- Instructions to follow -
Convert each line of the data below into a JSON list of strings, one string per line, leaving out any blank lines.

- Input material -
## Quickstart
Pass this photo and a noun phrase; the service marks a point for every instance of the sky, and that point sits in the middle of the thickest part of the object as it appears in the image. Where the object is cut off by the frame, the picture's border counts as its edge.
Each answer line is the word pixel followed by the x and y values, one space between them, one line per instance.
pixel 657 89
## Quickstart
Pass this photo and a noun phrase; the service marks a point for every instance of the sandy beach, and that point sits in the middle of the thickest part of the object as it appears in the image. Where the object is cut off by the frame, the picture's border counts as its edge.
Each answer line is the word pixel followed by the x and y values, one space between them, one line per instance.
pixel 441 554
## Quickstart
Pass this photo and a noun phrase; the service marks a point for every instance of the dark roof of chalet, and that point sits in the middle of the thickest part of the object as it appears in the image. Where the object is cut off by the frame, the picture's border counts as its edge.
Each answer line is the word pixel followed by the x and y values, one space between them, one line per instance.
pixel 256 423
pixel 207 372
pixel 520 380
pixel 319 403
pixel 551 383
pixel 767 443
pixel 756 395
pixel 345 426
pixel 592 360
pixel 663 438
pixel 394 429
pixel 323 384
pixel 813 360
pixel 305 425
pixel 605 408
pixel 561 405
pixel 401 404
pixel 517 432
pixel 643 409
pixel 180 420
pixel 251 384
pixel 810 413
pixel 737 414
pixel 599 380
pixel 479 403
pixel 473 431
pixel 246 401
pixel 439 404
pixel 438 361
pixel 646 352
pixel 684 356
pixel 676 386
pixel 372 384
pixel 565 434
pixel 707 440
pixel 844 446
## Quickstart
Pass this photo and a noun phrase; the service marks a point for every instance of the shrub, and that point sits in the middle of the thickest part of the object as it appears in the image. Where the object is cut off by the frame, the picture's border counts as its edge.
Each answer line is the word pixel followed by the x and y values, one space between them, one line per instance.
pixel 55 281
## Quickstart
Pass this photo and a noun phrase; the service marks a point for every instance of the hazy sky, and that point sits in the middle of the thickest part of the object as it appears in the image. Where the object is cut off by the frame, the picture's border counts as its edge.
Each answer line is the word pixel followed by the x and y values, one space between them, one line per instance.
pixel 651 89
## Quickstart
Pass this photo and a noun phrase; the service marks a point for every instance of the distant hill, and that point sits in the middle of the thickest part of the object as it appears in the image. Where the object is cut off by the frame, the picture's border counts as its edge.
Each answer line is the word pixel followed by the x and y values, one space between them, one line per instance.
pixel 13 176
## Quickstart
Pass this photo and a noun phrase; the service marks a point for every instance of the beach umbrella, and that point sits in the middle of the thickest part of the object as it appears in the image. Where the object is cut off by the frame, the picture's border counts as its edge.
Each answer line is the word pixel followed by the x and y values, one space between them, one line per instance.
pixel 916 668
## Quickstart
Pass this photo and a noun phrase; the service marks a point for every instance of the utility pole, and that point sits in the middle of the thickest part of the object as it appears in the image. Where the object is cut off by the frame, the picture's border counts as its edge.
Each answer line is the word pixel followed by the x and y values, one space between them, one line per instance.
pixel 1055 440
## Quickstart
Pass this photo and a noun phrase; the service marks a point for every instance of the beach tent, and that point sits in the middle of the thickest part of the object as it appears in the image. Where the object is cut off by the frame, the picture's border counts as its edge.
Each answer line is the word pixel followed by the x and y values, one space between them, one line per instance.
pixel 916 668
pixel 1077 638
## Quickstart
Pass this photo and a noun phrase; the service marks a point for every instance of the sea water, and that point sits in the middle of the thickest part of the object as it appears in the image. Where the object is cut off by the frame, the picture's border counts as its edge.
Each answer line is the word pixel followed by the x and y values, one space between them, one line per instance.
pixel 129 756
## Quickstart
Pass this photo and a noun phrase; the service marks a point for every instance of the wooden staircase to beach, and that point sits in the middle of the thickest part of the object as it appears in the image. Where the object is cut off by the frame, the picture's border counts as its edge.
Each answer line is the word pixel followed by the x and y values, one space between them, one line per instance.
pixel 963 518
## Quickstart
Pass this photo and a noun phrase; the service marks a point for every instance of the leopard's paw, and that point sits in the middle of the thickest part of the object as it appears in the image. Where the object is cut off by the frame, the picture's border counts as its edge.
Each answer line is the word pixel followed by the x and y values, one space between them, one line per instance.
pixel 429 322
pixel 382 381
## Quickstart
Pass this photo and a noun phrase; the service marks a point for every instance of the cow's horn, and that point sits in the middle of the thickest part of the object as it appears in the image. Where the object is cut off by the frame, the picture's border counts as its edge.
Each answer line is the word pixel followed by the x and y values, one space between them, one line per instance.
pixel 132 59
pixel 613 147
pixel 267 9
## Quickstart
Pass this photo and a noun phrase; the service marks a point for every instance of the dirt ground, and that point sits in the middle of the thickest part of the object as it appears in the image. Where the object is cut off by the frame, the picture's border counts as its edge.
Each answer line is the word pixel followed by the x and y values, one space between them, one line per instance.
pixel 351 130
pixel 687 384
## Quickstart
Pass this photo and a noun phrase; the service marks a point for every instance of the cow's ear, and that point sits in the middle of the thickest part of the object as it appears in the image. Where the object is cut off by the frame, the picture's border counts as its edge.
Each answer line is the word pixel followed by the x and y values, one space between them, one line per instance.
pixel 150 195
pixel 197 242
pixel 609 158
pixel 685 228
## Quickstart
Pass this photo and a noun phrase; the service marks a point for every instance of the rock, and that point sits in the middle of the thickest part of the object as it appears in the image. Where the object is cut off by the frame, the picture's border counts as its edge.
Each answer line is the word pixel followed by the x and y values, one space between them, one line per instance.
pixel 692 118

- Response below -
[
  "## Quickstart",
  "Pass this photo and a noun phrase; the service marks a point for every instance of the sky, and that point sits in the middle of the thickest part of the object as it appears in the image. Where the object is cut off by the frame, the picture's border counts as its edge.",
  "Each answer line is the word pixel followed by the x and y values, one space between them, one line per instance.",
  "pixel 657 89",
  "## Quickstart",
  "Pass this photo and a noun phrase; the service marks a point for every instance of the sandy beach, and that point sits in the middle of the thickest part of the object as it appears in the image. Where the object is cut off by the frame, the picture's border counts as its edge.",
  "Each answer line is the word pixel followed by the x and y values, one space between them, one line per instance.",
  "pixel 441 554",
  "## Quickstart",
  "Pass this photo and a noun phrase; the service marks a point for every instance of the dark roof of chalet, and that point sits in the middle of the thickest part of the object as it appears in the image. Where the object is cut off by the frame, the picture's border counts as its edge.",
  "Each answer line is the word pixel followed by the x and y values, one space between them, one line per instance.",
  "pixel 256 423",
  "pixel 207 372",
  "pixel 520 380",
  "pixel 319 403",
  "pixel 551 383",
  "pixel 767 443",
  "pixel 756 395",
  "pixel 345 426",
  "pixel 592 360",
  "pixel 663 438",
  "pixel 394 429",
  "pixel 323 384",
  "pixel 813 360",
  "pixel 305 425",
  "pixel 605 408",
  "pixel 561 405",
  "pixel 401 404",
  "pixel 517 432",
  "pixel 643 409",
  "pixel 180 420",
  "pixel 251 384",
  "pixel 810 413",
  "pixel 737 414",
  "pixel 599 380",
  "pixel 479 403",
  "pixel 473 431",
  "pixel 246 401",
  "pixel 439 404",
  "pixel 438 361",
  "pixel 646 352",
  "pixel 684 356",
  "pixel 676 386",
  "pixel 372 384",
  "pixel 565 434",
  "pixel 707 440",
  "pixel 844 446",
  "## Quickstart",
  "Pass this photo and a noun phrase; the service marks a point for every instance of the shrub, and that point sits in the middle of the thickest part of the object as it appears in the image. Where the object is cut off by the frame, the picture's border counts as its edge.",
  "Each answer line is the word pixel followed by the x and y values, one space between them, one line per instance.",
  "pixel 55 281",
  "## Quickstart",
  "Pass this photo and a noun phrase; the service marks a point for every instance of the hazy sky, and that point sits in the middle of the thickest part of the object as it appears in the image. Where the object is cut off by the frame, the picture's border counts as its edge.",
  "Each answer line is the word pixel followed by the x and y values, one space between them, one line per instance.",
  "pixel 651 89",
  "## Quickstart",
  "Pass this photo and a noun phrase; the service marks a point for every instance of the distant hill, and that point sits in the middle of the thickest part of the object as it appears in the image. Where the object is cut off by the frame, the picture's border counts as its edge.",
  "Each answer line is the word pixel followed by the x and y values, one space between them, one line per instance.",
  "pixel 13 176",
  "## Quickstart",
  "Pass this photo and a noun phrase; the service marks a point for every instance of the beach umbrella, and that point sits in the middle of the thickest part of the object as it appears in the image. Where the object is cut off by the frame, the picture's border counts as its edge.",
  "Each answer line is the word pixel followed by the x and y values, one space between them, one line per instance.",
  "pixel 916 668",
  "## Quickstart",
  "Pass this photo and a noun phrase; the service marks a point for every instance of the utility pole, and that point sits in the middle of the thickest part of the object as it appears in the image. Where the object is cut off by the frame, the picture's border counts as its edge.",
  "Each answer line is the word pixel followed by the x and y values, one space between them, one line per instance.",
  "pixel 1055 440",
  "## Quickstart",
  "Pass this photo and a noun phrase; the service marks a point for every instance of the beach tent, and that point sits in the middle of the thickest part of the object as it appears in the image. Where the object is cut off by the frame, the picture's border counts as its edge.",
  "Each answer line is the word pixel followed by the x and y values, one space between them, one line per instance.",
  "pixel 916 668",
  "pixel 1077 638",
  "## Quickstart",
  "Pass this photo and a noun phrase; the service marks a point for every instance of the sea water, and that point sits in the middle of the thickest part of the object as it appears in the image. Where the object is cut off by the frame, the picture's border counts as its edge.",
  "Each answer line is the word pixel followed by the x and y values, one space between them, one line per instance.",
  "pixel 129 756",
  "## Quickstart",
  "Pass this photo and a noun phrase; the service marks a point for every instance of the wooden staircase to beach, and that point sits in the middle of the thickest part of the object as it appears in the image. Where the object is cut off by the frame, the picture's border counts as its edge.",
  "Each answer line is the word pixel followed by the x and y values, one space between them, one line per instance.",
  "pixel 963 518",
  "## Quickstart",
  "Pass this photo and a noun phrase; the service marks a point for every instance of the leopard's paw, and that point sits in the middle of the thickest part of the object as it appears in the image. Where the object is cut off by the frame, the picture's border counts as its edge.",
  "Each answer line is the word pixel followed by the x and y values, one space between them, one line per instance.",
  "pixel 429 322",
  "pixel 382 381",
  "## Quickstart",
  "Pass this photo and a noun phrase; the service marks a point for every instance of the cow's horn, and that point sits in the middle of the thickest part of the object as it appears in the image. Where the object is cut off by the frame, the picture's border counts as its edge.",
  "Each answer line is the word pixel followed by the x and y values, one space between them, one line per instance.",
  "pixel 132 59",
  "pixel 613 147",
  "pixel 267 9",
  "## Quickstart",
  "Pass this photo and a noun phrase; the service marks a point for every instance of the dirt ground, and that point sits in the middle of the thickest part of the object as it appears in the image. Where the object is cut off by the frame, the picture's border counts as its edge.",
  "Each answer line is the word pixel followed by the x and y values, one space between them, one line per instance.",
  "pixel 351 130",
  "pixel 687 384",
  "## Quickstart",
  "Pass this photo and a noun phrase; the service marks a point for every instance of the cow's ear, and that point sits in the middle of the thickest part of the object as it appears in the image. Where the object is cut off by the frame, the picture's border counts as its edge.",
  "Each answer line is the word pixel followed by the x and y values, one space between them, one line per instance.",
  "pixel 150 195",
  "pixel 197 242",
  "pixel 609 158",
  "pixel 685 228",
  "## Quickstart",
  "Pass this photo and a noun phrase; the service marks a point for every instance of the rock, and that point sits in the middle of the thickest part of the object as it appears in the image. Where the object is cut off by the frame, the picture's border counts as its edge.",
  "Each answer line is the word pixel followed by the x and y values, one space between them, one line per instance.",
  "pixel 692 118"
]